EXTRAIT DE PAGE »

Quai de la Tournelle, à deux pas de la cathédrale Notre-Dame de Paris, lui et ses confrères sont concernés par le courrier que leur a adressé la préfecture de police le 25 juillet. Lors des Jeux olympiques de l’été 2024, ils devront plier bagage pour raisons de «sécurité», la cérémonie d’ouverture ayant lieu sur le fleuve, à quelques mètres à peine.

Dans la capitale, près de 600 des quelque 900 boîtes «vert wagon» fixées au parapet, renfermant livres d’occasion et autres curiosités glanés par les bouquinistes, vont être démontées et déplacées. Certaines n’ont pas bougé depuis une centaine d’années.

Albert Abid, 62 ans, s’est installé il y a dix ans. Pipe en bois au creux des lèvres, l’homme est formel : «Techniquement, c’est infaisable», prévient-il.

Défaire les auvents rouillés, transporter les boîtes «fragiles» et «difficiles à empiler», sans compter le recours à «trois ou quatre personnes» pour les soulever… Autant de contraintes qui nécessiteraient «plusieurs mois» pour tout déménager, juge cet ancien libraire.

CONSIGNES »
1. Les affirmations suivantes concordent-elles avec l’extrait sur les bouquinistes ? Pour chacune, répondez par oui ou par non en citant les mots décisifs de l’extrait : (a) la préfecture de police a adressé un courrier aux bouquinistes le 25 juillet ; (b) toutes les boîtes des bouquinistes de la capitale seront démontées ; (c) Albert Abid est installé depuis vingt ans.
2. Modifiez le passage de l’extrait sur les bouquinistes qui va de « Défaire les auvents » jusqu’à « cet ancien libraire. » inclus, en y remplaçant « plusieurs mois » par « plusieurs semaines ».

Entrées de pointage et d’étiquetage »

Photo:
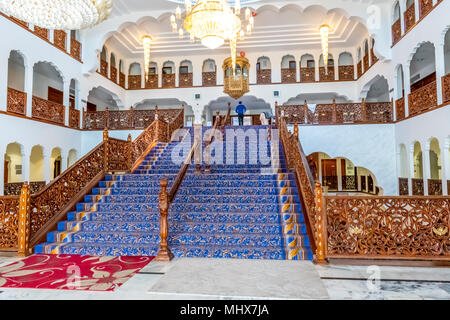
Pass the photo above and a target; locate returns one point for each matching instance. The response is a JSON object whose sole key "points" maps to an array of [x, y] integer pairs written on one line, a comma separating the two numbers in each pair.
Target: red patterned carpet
{"points": [[71, 272]]}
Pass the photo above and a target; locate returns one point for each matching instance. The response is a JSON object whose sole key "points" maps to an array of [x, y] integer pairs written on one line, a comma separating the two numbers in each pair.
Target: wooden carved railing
{"points": [[48, 110], [368, 227], [396, 31], [17, 101], [346, 73], [75, 49], [400, 109], [307, 74], [423, 98], [403, 186], [446, 88]]}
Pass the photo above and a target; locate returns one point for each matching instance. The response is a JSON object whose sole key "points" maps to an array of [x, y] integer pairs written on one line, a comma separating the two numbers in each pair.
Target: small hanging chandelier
{"points": [[146, 42], [58, 14], [324, 32], [213, 22]]}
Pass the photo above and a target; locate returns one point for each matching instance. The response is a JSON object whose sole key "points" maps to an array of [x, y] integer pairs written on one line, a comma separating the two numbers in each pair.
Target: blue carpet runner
{"points": [[237, 211]]}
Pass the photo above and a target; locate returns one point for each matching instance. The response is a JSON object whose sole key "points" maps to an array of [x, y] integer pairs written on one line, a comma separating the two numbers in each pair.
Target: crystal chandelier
{"points": [[214, 22], [324, 31], [58, 14]]}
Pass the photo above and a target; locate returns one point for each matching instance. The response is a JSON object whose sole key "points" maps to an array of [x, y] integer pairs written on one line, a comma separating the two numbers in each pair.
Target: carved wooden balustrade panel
{"points": [[113, 74], [400, 109], [417, 185], [74, 118], [387, 227], [323, 76], [48, 110], [396, 31], [75, 49], [434, 187], [423, 98], [425, 7], [379, 111], [9, 222], [307, 74], [264, 76], [95, 120], [41, 32], [185, 80], [168, 80], [403, 186], [152, 82], [122, 79], [346, 73], [288, 76], [17, 101], [410, 17], [366, 62], [134, 82], [56, 195], [104, 68], [59, 39], [446, 88], [209, 79]]}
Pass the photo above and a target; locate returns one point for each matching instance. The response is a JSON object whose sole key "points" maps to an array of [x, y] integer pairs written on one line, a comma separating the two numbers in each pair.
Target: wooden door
{"points": [[329, 174]]}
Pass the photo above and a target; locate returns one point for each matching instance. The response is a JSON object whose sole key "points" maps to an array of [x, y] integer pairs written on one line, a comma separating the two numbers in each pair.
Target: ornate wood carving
{"points": [[425, 7], [75, 49], [152, 82], [9, 222], [403, 186], [17, 101], [446, 88], [264, 76], [387, 227], [307, 74], [209, 79], [41, 32], [410, 17], [168, 80], [423, 98], [417, 185], [288, 76], [104, 68], [134, 82], [346, 73], [122, 79], [185, 80], [434, 187], [48, 110], [400, 108], [59, 39], [323, 76], [113, 74], [396, 31]]}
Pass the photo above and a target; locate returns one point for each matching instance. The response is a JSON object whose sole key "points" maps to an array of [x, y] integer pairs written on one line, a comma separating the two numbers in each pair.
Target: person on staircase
{"points": [[240, 110]]}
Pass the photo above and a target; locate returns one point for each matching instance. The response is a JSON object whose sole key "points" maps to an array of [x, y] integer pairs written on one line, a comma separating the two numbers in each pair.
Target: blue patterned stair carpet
{"points": [[239, 210]]}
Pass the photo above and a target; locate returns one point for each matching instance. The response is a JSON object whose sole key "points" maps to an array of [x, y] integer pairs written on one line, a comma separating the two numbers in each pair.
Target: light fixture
{"points": [[146, 42], [58, 14], [213, 22], [324, 32]]}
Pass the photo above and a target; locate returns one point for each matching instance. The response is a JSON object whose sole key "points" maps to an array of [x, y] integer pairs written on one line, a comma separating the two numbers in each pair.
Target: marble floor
{"points": [[203, 279]]}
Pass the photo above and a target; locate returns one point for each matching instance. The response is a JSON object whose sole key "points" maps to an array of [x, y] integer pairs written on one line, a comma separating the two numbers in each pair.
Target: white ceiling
{"points": [[291, 27]]}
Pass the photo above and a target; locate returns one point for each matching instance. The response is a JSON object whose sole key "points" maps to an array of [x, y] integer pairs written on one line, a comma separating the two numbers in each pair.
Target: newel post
{"points": [[164, 253], [24, 220], [319, 233], [106, 149]]}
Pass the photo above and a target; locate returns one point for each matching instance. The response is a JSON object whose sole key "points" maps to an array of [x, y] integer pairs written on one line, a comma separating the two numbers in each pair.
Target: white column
{"points": [[440, 70], [29, 88]]}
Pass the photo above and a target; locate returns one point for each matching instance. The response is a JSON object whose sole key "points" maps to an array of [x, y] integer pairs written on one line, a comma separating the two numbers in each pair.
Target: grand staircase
{"points": [[236, 211]]}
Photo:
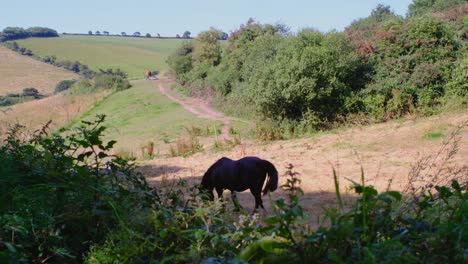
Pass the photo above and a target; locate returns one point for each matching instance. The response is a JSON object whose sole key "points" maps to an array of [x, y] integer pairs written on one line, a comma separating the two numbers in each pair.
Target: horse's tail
{"points": [[272, 182]]}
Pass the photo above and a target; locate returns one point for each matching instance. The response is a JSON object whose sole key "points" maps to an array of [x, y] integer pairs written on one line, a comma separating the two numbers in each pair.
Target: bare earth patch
{"points": [[18, 72], [199, 108], [385, 151]]}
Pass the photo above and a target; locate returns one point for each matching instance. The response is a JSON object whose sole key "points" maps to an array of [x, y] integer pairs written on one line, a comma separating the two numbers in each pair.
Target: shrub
{"points": [[63, 85], [60, 195]]}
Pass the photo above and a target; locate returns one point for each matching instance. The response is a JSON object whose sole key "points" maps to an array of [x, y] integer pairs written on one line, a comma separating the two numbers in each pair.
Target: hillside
{"points": [[132, 55], [20, 72]]}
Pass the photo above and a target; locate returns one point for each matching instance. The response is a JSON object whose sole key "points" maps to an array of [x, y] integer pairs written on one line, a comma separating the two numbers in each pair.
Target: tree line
{"points": [[380, 67], [14, 33]]}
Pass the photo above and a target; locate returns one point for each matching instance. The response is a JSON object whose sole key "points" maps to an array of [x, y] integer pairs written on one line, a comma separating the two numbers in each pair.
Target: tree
{"points": [[207, 50], [186, 34], [223, 36], [379, 14], [181, 60], [421, 7]]}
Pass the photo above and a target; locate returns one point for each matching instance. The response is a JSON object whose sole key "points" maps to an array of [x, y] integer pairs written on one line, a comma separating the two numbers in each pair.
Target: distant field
{"points": [[141, 114], [132, 55], [34, 114], [18, 72]]}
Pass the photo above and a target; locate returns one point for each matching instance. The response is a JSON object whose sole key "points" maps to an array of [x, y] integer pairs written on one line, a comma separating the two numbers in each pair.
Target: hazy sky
{"points": [[170, 17]]}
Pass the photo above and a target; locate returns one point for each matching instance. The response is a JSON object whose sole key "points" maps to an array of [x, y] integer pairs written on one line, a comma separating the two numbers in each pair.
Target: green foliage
{"points": [[412, 66], [13, 33], [378, 15], [60, 195], [422, 7], [207, 49], [63, 85], [28, 94], [181, 60], [64, 199], [111, 79]]}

RÉPONSES DONNÉES »
1.
(a) Oui : « le courrier que leur a adressé la préfecture de police le 25 juillet ».
(b) Non : « près de 600 des quelque 900 boîtes ».
(c) Non : « s’est installé il y a dix ans ».

2.
Défaire les auvents rouillés, transporter les boîtes «fragiles» et «difficiles à empiler», sans compter le recours à «trois ou quatre personnes» pour les soulever… Autant de contraintes qui nécessiteraient «plusieurs semaines» pour tout déménager, juge cet ancien libraire.